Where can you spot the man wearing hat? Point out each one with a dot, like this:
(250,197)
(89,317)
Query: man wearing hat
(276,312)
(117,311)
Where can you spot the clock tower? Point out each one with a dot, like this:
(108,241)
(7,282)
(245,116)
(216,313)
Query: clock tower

=====

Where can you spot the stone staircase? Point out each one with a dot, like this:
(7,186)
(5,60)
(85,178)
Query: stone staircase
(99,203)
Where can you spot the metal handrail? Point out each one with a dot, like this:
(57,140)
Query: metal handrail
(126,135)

=====

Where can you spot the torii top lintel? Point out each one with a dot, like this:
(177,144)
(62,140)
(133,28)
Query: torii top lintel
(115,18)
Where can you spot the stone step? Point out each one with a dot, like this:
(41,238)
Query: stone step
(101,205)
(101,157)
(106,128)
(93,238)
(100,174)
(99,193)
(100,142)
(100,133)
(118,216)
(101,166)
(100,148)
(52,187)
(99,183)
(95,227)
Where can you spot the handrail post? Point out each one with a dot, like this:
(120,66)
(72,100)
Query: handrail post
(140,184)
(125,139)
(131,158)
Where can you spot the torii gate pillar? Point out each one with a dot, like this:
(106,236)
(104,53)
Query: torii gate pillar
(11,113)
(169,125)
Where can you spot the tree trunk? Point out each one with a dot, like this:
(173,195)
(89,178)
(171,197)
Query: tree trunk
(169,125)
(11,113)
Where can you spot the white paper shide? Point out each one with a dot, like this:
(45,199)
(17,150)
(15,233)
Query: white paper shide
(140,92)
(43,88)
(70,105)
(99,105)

=====

§ **OBJECTIVE**: Extract every line of the records from the one containing "Where can you spot the man" down to the one containing "Query: clock tower", both included, and copy them word for word.

§ **ANSWER IN FULL**:
Where can you spot the man wearing hat? Point out each one with a dot, like this:
(250,197)
(89,317)
Query: man wearing hat
(276,312)
(117,311)
Where can you spot the clock tower? Point out each one with a dot, like this:
(108,241)
(7,282)
(245,116)
(216,313)
Query: clock tower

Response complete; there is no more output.